(Dataset records)
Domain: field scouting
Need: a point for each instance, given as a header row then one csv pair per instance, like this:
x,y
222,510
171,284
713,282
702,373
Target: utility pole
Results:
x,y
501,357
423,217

Stated exercise:
Copy the records above line for line, changing nothing.

Solution to this task:
Domain: field scouting
Need: a point for each instance, given as a header row then one csv pair per instance, like this:
x,y
222,510
171,284
713,282
702,373
Target: utility pole
Results:
x,y
501,357
423,217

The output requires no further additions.